#### REQUIRED TASK
A faithful transcription of all the data is required.

#### RECORDS FOR THIS TASK
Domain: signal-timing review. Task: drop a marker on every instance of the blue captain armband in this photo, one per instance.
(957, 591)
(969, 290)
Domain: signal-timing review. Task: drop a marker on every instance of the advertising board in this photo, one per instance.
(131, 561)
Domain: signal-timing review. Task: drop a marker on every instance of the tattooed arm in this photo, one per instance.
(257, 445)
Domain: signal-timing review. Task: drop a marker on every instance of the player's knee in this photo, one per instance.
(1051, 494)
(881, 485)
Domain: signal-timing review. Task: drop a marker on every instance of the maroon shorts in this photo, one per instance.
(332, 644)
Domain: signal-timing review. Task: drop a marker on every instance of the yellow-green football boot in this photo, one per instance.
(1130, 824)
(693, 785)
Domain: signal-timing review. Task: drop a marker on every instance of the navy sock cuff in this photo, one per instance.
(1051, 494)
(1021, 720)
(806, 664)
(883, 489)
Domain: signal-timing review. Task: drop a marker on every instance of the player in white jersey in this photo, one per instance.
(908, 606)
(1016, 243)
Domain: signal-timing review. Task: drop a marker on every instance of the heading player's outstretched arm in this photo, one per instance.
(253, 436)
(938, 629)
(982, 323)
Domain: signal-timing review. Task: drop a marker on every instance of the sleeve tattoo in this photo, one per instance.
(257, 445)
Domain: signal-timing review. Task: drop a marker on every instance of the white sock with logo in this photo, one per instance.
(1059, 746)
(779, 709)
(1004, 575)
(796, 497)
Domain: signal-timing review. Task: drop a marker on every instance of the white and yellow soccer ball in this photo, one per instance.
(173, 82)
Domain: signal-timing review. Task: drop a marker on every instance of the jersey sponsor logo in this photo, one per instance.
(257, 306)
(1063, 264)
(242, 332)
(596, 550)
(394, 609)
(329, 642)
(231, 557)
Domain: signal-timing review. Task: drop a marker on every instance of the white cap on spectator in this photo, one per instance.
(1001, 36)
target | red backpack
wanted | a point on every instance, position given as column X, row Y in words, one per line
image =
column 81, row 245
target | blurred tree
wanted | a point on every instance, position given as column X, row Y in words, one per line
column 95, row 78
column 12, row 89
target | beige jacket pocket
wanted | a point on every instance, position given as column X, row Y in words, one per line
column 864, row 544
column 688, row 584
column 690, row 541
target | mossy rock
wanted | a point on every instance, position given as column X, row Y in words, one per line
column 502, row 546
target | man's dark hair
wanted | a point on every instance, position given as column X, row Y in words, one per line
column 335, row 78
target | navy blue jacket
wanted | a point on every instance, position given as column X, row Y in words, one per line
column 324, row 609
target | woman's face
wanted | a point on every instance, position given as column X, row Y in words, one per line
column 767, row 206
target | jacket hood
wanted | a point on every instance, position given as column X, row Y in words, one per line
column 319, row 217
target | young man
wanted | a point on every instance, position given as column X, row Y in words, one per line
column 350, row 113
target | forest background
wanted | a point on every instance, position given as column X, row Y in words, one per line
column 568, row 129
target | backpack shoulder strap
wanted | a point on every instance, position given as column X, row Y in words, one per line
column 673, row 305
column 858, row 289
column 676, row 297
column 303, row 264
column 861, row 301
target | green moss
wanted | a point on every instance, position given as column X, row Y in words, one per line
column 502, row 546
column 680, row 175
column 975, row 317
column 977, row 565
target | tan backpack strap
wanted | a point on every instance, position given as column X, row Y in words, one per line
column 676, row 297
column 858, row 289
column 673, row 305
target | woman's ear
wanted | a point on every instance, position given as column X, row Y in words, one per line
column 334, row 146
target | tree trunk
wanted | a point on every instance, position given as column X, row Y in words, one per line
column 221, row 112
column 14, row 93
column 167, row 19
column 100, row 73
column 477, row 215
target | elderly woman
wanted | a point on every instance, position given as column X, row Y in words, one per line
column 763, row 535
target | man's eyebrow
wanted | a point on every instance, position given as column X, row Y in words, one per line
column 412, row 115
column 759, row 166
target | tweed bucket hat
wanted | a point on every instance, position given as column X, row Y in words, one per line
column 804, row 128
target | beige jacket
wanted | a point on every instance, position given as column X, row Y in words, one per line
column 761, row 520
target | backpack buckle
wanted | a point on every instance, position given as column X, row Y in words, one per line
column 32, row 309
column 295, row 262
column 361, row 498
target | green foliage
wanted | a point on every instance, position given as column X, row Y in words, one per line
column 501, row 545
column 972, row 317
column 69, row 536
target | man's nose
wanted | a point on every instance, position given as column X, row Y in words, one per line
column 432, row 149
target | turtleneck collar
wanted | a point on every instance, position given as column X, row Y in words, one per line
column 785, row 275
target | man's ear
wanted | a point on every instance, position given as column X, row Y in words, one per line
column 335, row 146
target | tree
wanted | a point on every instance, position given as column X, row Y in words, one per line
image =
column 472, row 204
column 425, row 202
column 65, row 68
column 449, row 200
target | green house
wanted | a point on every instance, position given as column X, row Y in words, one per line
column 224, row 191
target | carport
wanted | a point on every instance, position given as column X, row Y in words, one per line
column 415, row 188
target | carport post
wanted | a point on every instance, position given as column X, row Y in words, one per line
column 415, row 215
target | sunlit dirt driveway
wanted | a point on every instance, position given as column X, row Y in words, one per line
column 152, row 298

#### FULL SOLUTION
Domain: signal-timing review. Task: drop a marker on every instance of the blue captain armband in this photo, one per instance.
(957, 591)
(969, 290)
Domain: signal-timing review. Task: drop a marker on every instance of the advertising board in this photo, one per instance.
(131, 561)
Domain: signal-timing review. Task: drop a marker on every instance of the tattooed arm in this photo, one per instance.
(257, 445)
Domain: signal-timing review. Task: drop a marker on every instance of the player's knee in this photo, one per instance.
(1051, 494)
(881, 485)
Domain: signal-timing review. Task: drop a marker on every instance of the maroon shorts in this photo, one per instance.
(332, 644)
Domain: signal-timing review. Task: drop a marker on every instance of the yellow-green football boot in this photo, one per instance.
(1130, 824)
(693, 785)
Domain: signal-timing review. Task: drop a marker on every instance of the navy sock cuff in this photo, one per instance.
(1051, 494)
(1021, 720)
(806, 664)
(883, 489)
Domain: signal-timing review. Task: drop a marker on every instance of the player in white jersey in this photo, one per instance.
(908, 606)
(1016, 243)
Domain: signal-timing review. Task: drop a marker on every instance of the heading player's outstretched arm in this photo, one per instance.
(253, 436)
(938, 629)
(982, 323)
Domain: signal-timing review. Task: drop a marker on every instance of the sleeve tattoo in this photo, one per instance.
(257, 445)
Domain: signal-timing review. Task: drop a marker on every instance of the white sock with logo in this photo, one per instance.
(1059, 746)
(779, 709)
(1004, 575)
(796, 497)
Domain: signal-timing review. Task: drop a marker on every instance of the white and yellow soccer ball in this photo, one per instance.
(173, 82)
Domain: signal-timing review. Task: drop a marker on every instance of the jersey sponsor logo in this photo, one per instance.
(257, 306)
(1063, 264)
(242, 332)
(596, 550)
(394, 609)
(329, 642)
(231, 557)
Domain: signal-timing review. Task: drop a marker on every instance of the white cap on spectator in this photo, one per instance.
(1001, 36)
target | red backpack
wanted | a point on every instance, position given as column X, row Y in words, one per line
image =
column 81, row 245
target | blurred tree
wanted | a point on every instance, position given as column X, row Y in words, one per line
column 95, row 78
column 12, row 89
target | beige jacket pocket
wanted | a point on every instance, position given as column X, row Y in words, one per line
column 864, row 544
column 688, row 584
column 690, row 541
target | mossy rock
wanted | a point on every instance, position given as column X, row Y in words, one per line
column 502, row 546
target | man's dark hair
wanted | a point on every instance, position given as column X, row Y in words, one per line
column 335, row 78
target | navy blue jacket
wanted | a point on every instance, position given as column X, row Y in words, one per line
column 324, row 609
target | woman's face
wanted | a point on every instance, position given as column X, row Y in words, one per line
column 767, row 206
target | jacket hood
wanted | a point on every instance, position given as column X, row Y in words, one per line
column 319, row 217
target | young man
wanted | a point on every instance, position given as column X, row Y in words, one per line
column 350, row 113
target | forest background
wanted | a point on every instance, position given as column X, row Y in words, one per line
column 568, row 129
target | backpack shoulder strap
wanted | a point on every instance, position given as column X, row Y in words, one per line
column 673, row 305
column 858, row 289
column 676, row 297
column 303, row 264
column 861, row 301
target | green moss
wanted | a point on every instance, position given as column X, row Y in words, one per line
column 502, row 546
column 680, row 175
column 975, row 317
column 977, row 565
target | tan backpack strap
wanted | a point on every instance, position given as column X, row Y in words, one per line
column 676, row 297
column 858, row 289
column 673, row 305
target | woman's ear
wanted | a point on every instance, position given as column X, row Y in words, one per line
column 334, row 146
target | tree trunk
wanted | a point on every instance, position given as column X, row Y in words, one per line
column 221, row 112
column 14, row 93
column 167, row 19
column 100, row 73
column 477, row 215
target | elderly woman
wanted | a point on every instance, position given as column X, row Y in words, one per line
column 763, row 535
target | man's eyebrow
wanted | a point on every instance, position given as column X, row Y in words, one per line
column 412, row 115
column 759, row 166
target | tweed bucket hat
wanted | a point on every instance, position given as column X, row Y in words, one per line
column 804, row 128
target | beige jacket
wanted | a point on every instance, position given as column X, row Y in words, one per line
column 761, row 520
target | backpack buckle
wanted | a point on every instance, position given as column X, row Y in words, one per line
column 32, row 309
column 295, row 262
column 361, row 498
target | green foliage
wanted | a point on every instance, position given as column X, row Y in words, one per line
column 501, row 545
column 972, row 317
column 69, row 536
target | man's nose
wanted | a point on every instance, position given as column X, row Y in words, one per line
column 432, row 149
target | turtleneck collar
wanted | a point on every instance, position given as column X, row Y in words, one per line
column 785, row 275
target | man's ear
wanted | a point on every instance, position given as column X, row Y in words, one per line
column 335, row 146
target | tree
wanted | a point on every instance, position given as column X, row Y in words, one per line
image =
column 472, row 204
column 425, row 202
column 65, row 68
column 449, row 200
target | green house
wanted | a point on every instance, position given as column X, row Y in words, one per line
column 224, row 191
target | carport
wanted | a point on every instance, position given as column X, row Y in words, one per line
column 415, row 188
target | carport post
wanted | a point on every instance, position given as column X, row Y in words, one per line
column 415, row 215
target | sunlit dirt driveway
wanted | a point on every instance, position given as column X, row Y in words, one per line
column 152, row 298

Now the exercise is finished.